**Text**
-*-*-

Scientist of the Day - Jacques Ozanam
Jacques Ozanam, a French mathematician, was born on June 16, 1640, in Saint-Olive, in east-central France. He was a pioneer in writing mathematical handbooks for non-mathematicians, such as his popular Cours de mathematique, first published in 1695 in 5 small volumes and often reprinted and translated. We wrote our first post on Ozanam not long ago, and showed some images from a copy in our collections. On that occasion, I commented that Ozanam was even better known for his pioneering work on mathematical games and puzzles, Recreations mathematiques et physiques (1694), but that we did not have a copy in our collections, blaming myself for not recommending it for acquisition.
Fortunately, Bruce Bradley, our Acting Librarian for Rare Books, and my colleague here for many years before he retired and then recently unretired, read my mea culpa and took me off the hook by finding an excellent copy on the market and then buying it. So that lacuna has been filled, and today, we show a few pages from our recent acquisition.
There are many clever mathematical problems presented in these two volumes. I am going to discuss just one of them, problem 35, which is illustrated by an engraved plate, plate 9, in volume one (fourth image). It shows two versions of a geometric figure known, since Archimedes, as an arbelos. We also show the first of two pages of text that discuss problem 35 (third image).
The arbelos is the shaded area formed by two smaller circles of different sizes, nestled inside a larger circle so that all three are just touching. The shaded area resembles a shoe-makers knife, called an arbelos.
One of the interesting things you can do with a geometric arbelos is insert a train of diminishing tangent circles that fill the shaded area going left, as Ozanam has done in his figure 39 (first image). These circles have interesting properties; for example, the circumference of each tangent circle is related to its distance from the large circle’s diameter by a simple equation. And there are lots more oddities about the arbelos.

Beginning of the column “The divese pleasures of circles that are tangent to one another,” by Martin Gardner, Scientific American, January 1979, p. 18 (author’s collection)
Plate 9 caught my eye when I leafed through volume 1, because it looked quite familiar, although at first I did not know why. I guessed that Martin Gardner had written a "Mathematical Games" column on the arbelos for Scientific American. I could not find it in any of Gardner's book-collections of columns, all of which I own, but a simple Google search for "Gardner" and "arbelos" turned it up, in the January 1979 issue of Scientific American, page 18 (fifth image). And there, on page 20, were two diagrams of nests of kissing circles, looking like they came right out of Ozanam (sixth image). Which they hadn't – they had been filtered through dozens of books on recreational mathematics, and Gardner did not mention Ozanam in his column. But I suspect that Ozanam was the first to pull the attributes of the arbelos from the works of the ancient mathematician Pappus of Alexandria, where it was first discussed (Archimedes' account does not survive) and include it in a modern compilation, his Recreations mathematique. The world of recreational mathematics is, in one way, very extensive, and in another way, quite small.

-*-*-

**Records provided**
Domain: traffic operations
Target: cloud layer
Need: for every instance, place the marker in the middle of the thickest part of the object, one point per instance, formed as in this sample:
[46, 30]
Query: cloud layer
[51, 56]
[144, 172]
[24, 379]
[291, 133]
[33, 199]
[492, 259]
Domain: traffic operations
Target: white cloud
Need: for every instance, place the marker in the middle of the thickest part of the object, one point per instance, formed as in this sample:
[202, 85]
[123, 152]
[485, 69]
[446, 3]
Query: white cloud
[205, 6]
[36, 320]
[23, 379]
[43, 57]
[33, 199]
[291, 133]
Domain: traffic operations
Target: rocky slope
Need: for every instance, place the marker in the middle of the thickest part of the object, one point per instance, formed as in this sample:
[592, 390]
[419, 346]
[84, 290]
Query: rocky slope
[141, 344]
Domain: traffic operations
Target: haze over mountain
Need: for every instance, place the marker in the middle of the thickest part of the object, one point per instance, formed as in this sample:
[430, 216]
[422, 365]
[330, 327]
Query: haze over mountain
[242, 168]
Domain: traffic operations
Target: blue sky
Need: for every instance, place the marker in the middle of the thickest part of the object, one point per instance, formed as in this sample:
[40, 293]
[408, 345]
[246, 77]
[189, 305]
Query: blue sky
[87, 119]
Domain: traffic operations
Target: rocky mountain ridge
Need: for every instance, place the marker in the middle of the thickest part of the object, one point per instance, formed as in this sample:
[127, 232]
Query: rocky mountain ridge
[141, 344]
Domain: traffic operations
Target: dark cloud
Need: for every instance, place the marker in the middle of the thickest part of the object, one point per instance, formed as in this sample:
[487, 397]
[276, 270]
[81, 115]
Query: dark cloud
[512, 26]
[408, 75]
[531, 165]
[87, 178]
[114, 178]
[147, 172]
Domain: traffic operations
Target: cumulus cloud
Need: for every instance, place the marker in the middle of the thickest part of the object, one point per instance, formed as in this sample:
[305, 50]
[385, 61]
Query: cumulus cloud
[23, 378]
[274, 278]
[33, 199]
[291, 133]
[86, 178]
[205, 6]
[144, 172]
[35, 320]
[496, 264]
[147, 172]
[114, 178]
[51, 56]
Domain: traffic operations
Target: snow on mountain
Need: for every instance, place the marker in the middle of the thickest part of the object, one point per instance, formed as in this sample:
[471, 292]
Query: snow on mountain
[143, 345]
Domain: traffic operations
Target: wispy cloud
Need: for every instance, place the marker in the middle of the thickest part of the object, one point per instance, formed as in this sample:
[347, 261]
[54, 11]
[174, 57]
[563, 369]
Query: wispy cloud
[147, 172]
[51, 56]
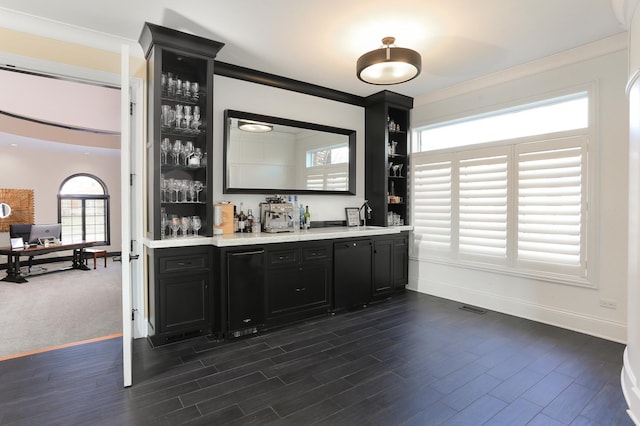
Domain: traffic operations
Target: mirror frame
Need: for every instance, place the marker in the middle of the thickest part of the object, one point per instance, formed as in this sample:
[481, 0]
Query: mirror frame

-*-*-

**Task**
Copy the passage from the text on Jacques Ozanam word for word, starting at the words "Beginning of the" and ending after the words "18 (author’s collection)".

**Full answer**
Beginning of the column “The divese pleasures of circles that are tangent to one another,” by Martin Gardner, Scientific American, January 1979, p. 18 (author’s collection)